Given request
Copy the lines below word for word, keeping their order.

-------

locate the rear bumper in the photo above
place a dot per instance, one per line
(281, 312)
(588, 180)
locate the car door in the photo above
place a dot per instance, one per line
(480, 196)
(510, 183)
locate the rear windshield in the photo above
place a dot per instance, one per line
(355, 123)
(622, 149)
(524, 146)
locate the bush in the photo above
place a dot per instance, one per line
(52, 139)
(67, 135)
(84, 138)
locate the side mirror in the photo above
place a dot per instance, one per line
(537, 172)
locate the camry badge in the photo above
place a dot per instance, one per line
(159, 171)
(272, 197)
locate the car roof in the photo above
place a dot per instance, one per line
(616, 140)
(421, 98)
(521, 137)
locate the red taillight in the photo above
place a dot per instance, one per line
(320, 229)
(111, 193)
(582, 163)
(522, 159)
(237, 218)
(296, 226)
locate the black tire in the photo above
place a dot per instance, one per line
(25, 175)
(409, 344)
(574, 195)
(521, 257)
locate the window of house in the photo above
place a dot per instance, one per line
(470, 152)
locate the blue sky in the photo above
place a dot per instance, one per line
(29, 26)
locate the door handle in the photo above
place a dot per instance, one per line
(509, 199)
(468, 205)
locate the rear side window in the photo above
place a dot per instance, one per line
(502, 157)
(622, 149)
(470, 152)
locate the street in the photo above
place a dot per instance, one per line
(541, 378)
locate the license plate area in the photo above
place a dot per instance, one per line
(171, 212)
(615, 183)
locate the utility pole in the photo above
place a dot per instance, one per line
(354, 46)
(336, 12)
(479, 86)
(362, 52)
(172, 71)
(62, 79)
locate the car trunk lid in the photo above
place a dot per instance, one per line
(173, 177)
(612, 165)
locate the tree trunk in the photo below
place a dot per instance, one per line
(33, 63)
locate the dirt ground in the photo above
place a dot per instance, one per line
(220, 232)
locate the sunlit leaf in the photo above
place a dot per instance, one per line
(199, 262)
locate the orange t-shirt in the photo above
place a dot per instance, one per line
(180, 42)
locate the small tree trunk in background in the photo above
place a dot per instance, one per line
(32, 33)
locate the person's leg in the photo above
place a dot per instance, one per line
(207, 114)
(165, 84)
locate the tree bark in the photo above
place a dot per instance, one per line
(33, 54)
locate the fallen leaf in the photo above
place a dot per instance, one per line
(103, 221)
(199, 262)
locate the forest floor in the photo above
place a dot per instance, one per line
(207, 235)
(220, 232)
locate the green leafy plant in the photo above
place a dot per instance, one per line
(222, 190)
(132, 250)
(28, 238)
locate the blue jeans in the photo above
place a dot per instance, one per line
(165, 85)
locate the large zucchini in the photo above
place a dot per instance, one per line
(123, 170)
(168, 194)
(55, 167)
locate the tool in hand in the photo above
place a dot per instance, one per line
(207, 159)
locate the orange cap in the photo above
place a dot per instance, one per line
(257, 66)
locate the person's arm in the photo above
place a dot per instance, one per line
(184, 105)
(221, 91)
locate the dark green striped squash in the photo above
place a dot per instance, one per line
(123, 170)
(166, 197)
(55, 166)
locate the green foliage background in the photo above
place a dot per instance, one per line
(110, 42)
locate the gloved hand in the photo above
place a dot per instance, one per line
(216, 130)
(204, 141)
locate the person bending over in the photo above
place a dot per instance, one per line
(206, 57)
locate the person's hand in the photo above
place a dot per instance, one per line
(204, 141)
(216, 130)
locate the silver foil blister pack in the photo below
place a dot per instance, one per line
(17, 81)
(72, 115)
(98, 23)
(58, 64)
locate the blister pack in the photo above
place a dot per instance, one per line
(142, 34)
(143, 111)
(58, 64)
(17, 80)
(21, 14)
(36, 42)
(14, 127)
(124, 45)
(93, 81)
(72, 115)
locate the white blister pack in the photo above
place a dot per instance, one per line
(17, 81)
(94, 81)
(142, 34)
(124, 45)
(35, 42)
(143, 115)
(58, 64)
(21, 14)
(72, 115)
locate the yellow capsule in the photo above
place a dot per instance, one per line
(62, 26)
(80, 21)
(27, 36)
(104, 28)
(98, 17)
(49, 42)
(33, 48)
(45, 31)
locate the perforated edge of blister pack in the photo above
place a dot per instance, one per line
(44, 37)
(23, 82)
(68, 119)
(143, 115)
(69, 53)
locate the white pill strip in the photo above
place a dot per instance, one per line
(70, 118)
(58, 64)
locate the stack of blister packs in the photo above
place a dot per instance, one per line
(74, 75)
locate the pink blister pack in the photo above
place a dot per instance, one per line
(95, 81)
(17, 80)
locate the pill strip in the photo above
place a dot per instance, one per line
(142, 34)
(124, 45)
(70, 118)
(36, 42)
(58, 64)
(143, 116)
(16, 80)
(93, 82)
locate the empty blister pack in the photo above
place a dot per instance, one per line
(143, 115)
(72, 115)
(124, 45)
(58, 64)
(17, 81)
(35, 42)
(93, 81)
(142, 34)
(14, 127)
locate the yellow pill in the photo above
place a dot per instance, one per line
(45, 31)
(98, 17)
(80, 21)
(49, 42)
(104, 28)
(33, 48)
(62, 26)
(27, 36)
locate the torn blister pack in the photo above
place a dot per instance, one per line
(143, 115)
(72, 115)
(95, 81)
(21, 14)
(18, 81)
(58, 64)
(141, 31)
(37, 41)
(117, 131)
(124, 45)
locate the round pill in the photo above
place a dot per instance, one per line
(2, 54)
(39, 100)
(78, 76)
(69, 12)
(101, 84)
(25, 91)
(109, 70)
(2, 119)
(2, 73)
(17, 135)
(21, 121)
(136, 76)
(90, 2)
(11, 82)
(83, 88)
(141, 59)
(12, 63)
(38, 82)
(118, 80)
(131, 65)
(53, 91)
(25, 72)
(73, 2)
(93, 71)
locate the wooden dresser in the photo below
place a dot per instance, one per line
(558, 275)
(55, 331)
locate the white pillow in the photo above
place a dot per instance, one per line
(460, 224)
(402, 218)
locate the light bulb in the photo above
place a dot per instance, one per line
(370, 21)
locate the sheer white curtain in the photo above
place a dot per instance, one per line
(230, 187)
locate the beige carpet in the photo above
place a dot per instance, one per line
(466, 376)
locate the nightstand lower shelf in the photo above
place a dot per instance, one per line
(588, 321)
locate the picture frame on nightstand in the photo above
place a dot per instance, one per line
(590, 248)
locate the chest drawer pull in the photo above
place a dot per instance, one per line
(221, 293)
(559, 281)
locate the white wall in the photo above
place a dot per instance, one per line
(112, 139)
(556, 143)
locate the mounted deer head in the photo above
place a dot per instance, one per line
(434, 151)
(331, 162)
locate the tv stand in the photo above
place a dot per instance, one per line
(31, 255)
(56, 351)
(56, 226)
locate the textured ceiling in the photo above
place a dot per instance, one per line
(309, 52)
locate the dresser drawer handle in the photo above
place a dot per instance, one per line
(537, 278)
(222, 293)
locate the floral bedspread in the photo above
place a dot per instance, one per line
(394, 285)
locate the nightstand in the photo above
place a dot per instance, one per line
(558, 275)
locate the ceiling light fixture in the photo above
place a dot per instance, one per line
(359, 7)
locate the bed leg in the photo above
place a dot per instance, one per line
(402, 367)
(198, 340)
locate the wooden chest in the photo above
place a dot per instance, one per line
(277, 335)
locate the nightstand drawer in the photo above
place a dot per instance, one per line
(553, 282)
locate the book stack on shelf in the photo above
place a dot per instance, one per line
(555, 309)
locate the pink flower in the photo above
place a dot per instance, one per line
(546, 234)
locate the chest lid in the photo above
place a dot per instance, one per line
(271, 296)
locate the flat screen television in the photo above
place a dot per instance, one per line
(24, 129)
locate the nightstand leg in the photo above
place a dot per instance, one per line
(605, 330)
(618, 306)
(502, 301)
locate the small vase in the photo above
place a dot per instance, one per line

-------

The response
locate the rear bumper in the photo above
place a dot per instance, one per line
(281, 312)
(588, 180)
locate the car door in the photo above
place a dot per instance, one per line
(480, 196)
(510, 183)
locate the rear windshield in the photo above
place a dot per instance, one per line
(355, 123)
(622, 149)
(524, 146)
locate the bush in the photo above
place a dot per instance, one per line
(52, 139)
(67, 135)
(84, 138)
locate the side mirror in the photo above
place a dot per instance, one per line
(537, 172)
locate the camry badge in the photo above
place a dot per instance, one per line
(159, 171)
(272, 197)
locate the car roof in the photo above
place a dot per instance, one per line
(616, 140)
(421, 98)
(521, 137)
locate the red taillight in the photo above
place a dot per instance, one per line
(320, 229)
(111, 193)
(582, 163)
(522, 159)
(237, 218)
(296, 226)
locate the black tire in the photo above
place a dot per instance, one per line
(25, 175)
(409, 344)
(574, 195)
(521, 257)
locate the window of house in the photo above
place a dot per instance, one per line
(470, 152)
locate the blue sky in the photo above
place a dot per instance, one per line
(29, 26)
locate the door handle in the photo above
place a dot per instance, one per line
(509, 199)
(468, 205)
locate the rear side window in the photo above
place a dot per instance, one per line
(502, 157)
(622, 149)
(470, 152)
locate the street in the photo above
place a dot per instance, one per line
(541, 378)
locate the license plate area in the photo above
place a dot per instance, one per line
(171, 212)
(615, 183)
locate the utility pole in the photo above
place a dot per instance, one per line
(354, 46)
(336, 12)
(479, 86)
(362, 52)
(172, 71)
(62, 79)
locate the car trunk lid in the photo above
place a dot per instance, one per line
(173, 177)
(612, 165)
locate the tree trunk in the photo below
place a dot per instance, one per line
(33, 63)
locate the dirt ground in the photo above
place a dot per instance, one per line
(220, 232)
locate the sunlit leaf in the photo above
place a dot per instance, one per line
(199, 262)
locate the orange t-shirt in the photo above
place a dot per instance, one per line
(180, 42)
locate the small tree trunk in background in the photo above
place a dot per instance, one per line
(32, 33)
locate the person's leg in the photo above
place a dot per instance, one per line
(207, 114)
(165, 84)
locate the tree bark in the photo above
place a dot per instance, one per line
(33, 54)
locate the fallen leaf in the photo above
place a dot per instance, one per line
(103, 221)
(199, 262)
locate the forest floor in the photo above
place a dot per instance, one per line
(207, 235)
(220, 232)
locate the green leafy plant in the photo above
place a dot per instance, one per line
(222, 190)
(132, 250)
(28, 238)
locate the blue jeans in the photo above
place a dot per instance, one per line
(165, 85)
locate the large zucchini in the photo above
place a dot per instance, one per line
(123, 170)
(168, 194)
(55, 167)
locate the tool in hand in the photo above
place a dot per instance, one per line
(207, 159)
locate the orange cap in the photo above
place a dot per instance, one per line
(257, 66)
locate the person's arm in the photo above
place a dot per instance, one per line
(184, 105)
(221, 91)
locate the dark green striped squash in the photo above
place a dot per instance, one per line
(123, 170)
(166, 197)
(55, 166)
locate the green foliage background in the photo above
place a dot per instance, one per line
(110, 42)
locate the gloved hand in the photo above
place a dot per instance, one per line
(216, 130)
(204, 141)
locate the person bending over in the photo above
place a dot per instance, one per line
(206, 57)
locate the person's hand in the photo above
place a dot per instance, one per line
(204, 141)
(216, 130)
locate the silver foil blister pack in the photo below
place a dot per instance, one per line
(17, 81)
(72, 115)
(98, 23)
(58, 64)
locate the blister pack in the photo above
place a dot per instance, one per line
(142, 34)
(143, 111)
(58, 64)
(17, 80)
(21, 14)
(36, 42)
(14, 127)
(124, 45)
(93, 81)
(72, 115)
locate the white blister pack in the photo above
place a dot per instance, one per line
(17, 81)
(94, 81)
(142, 34)
(124, 45)
(35, 42)
(143, 115)
(58, 64)
(21, 14)
(72, 115)
locate the yellow capsule in the photo above
place a dot per instance, one per line
(62, 26)
(80, 21)
(27, 36)
(104, 28)
(98, 17)
(49, 42)
(33, 48)
(45, 31)
locate the perforated edge of blister pack in the photo above
place a dot per instance, one per line
(44, 37)
(23, 82)
(68, 119)
(143, 115)
(69, 53)
locate the white pill strip in the photo above
place a dot per instance, one per line
(70, 118)
(58, 64)
locate the stack of blister packs in the photo above
place a dot per instance, one per line
(74, 75)
locate the pink blister pack in the photo above
place a dot per instance, one per line
(95, 81)
(17, 80)
locate the pill strip in the photo above
place a dot per instance, one per line
(142, 34)
(124, 45)
(70, 118)
(36, 42)
(58, 64)
(143, 116)
(16, 80)
(93, 82)
locate the empty blister pack in the photo above
place a dot per instance, one per line
(143, 115)
(72, 115)
(124, 45)
(58, 64)
(17, 81)
(35, 42)
(93, 81)
(142, 34)
(14, 127)
locate the yellow pill in the photo above
place a dot per instance, one per line
(45, 31)
(98, 17)
(80, 21)
(49, 42)
(104, 28)
(33, 48)
(62, 26)
(27, 36)
locate the torn blister pack in the photo above
place a dot per instance, one per line
(143, 115)
(72, 115)
(95, 81)
(21, 14)
(18, 81)
(58, 64)
(141, 31)
(37, 41)
(117, 131)
(124, 45)
locate the round pill in the photo above
place a dot per instance, one per line
(2, 54)
(39, 100)
(78, 76)
(69, 12)
(101, 84)
(25, 91)
(109, 70)
(2, 119)
(2, 73)
(17, 135)
(21, 121)
(136, 76)
(90, 2)
(11, 82)
(83, 88)
(141, 59)
(12, 63)
(38, 82)
(118, 80)
(131, 65)
(53, 91)
(25, 72)
(73, 2)
(93, 71)
locate the wooden dresser in the photo below
place a dot per instance, one per line
(558, 275)
(55, 331)
locate the white pillow in the photo above
place a dot per instance, one per line
(460, 224)
(402, 218)
locate the light bulb in the photo above
place a dot per instance, one per line
(370, 21)
locate the sheer white curtain in the photo above
place a dot per instance, one per line
(230, 187)
locate the beige carpet in the photo above
place a dot per instance, one per line
(466, 376)
locate the nightstand lower shelf in the photo above
place a dot per instance, one per line
(588, 321)
locate the picture frame on nightstand in the photo above
place a dot per instance, one per line
(590, 248)
locate the chest drawer pull in the photo above
place a dot per instance, one per line
(221, 293)
(559, 281)
locate the white wall in the photo above
place a dot per instance, one per line
(112, 139)
(556, 143)
locate the mounted deer head in the photo above
place a dot per instance, one per line
(434, 151)
(331, 162)
locate the tv stand in the photo above
place a dot per instance, one per line
(31, 255)
(56, 351)
(56, 226)
locate the textured ceiling in the photo above
place a dot per instance, one per line
(309, 52)
locate the dresser drawer handle in the photo above
place a dot per instance, one per line
(537, 278)
(222, 293)
locate the floral bedspread in the photo above
place a dot per instance, one per line
(394, 285)
locate the nightstand in the photo above
place a dot per instance, one per line
(558, 275)
locate the ceiling light fixture in the photo above
place a dot per instance, one per line
(359, 7)
locate the bed leg in the photo above
place a dot per instance, one per line
(402, 367)
(198, 340)
locate the wooden chest in the photo above
place a dot per instance, one per line
(277, 335)
locate the nightstand drawer in the photo above
place a dot per instance, one per line
(553, 282)
locate the book stack on shelf in the photo above
place a dot per instance, one per line
(555, 309)
locate the pink flower in the photo above
place a dot per instance, one per line
(546, 234)
locate the chest lid in the photo above
place a dot per instance, one per line
(271, 296)
locate the flat screen television in the photo above
place a dot per instance, one per line
(24, 129)
locate the nightstand leg in the photo above
place a dot per instance, one per line
(605, 330)
(618, 306)
(502, 301)
locate the small vase in the photo above
place a dot per instance, one per line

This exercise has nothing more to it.